- TASK -
Copy every one of the entries below word for word, changing nothing.

- MATERIAL FOR THIS TASK -
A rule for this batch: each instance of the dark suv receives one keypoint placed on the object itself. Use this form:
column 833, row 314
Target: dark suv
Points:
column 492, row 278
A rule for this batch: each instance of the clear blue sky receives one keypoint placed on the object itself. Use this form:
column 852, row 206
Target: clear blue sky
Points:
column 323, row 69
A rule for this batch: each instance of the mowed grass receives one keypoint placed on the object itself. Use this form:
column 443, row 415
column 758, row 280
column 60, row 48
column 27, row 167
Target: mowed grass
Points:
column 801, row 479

- WRITTEN SOLUTION -
A rule for this batch: each instance of the dark suv receives one keypoint placed on the object itself. Use this form:
column 833, row 314
Target: dark suv
Points:
column 492, row 278
A rule for this batch: each instance of the clear blue sky receives one keypoint placed on the object itself. Use this form:
column 852, row 206
Target: clear blue sky
Points:
column 323, row 69
A rule for this batch: each instance of the mowed grass receives one keypoint placed on the object itself. Use this form:
column 443, row 415
column 758, row 280
column 60, row 48
column 27, row 167
Target: mowed grass
Points:
column 801, row 479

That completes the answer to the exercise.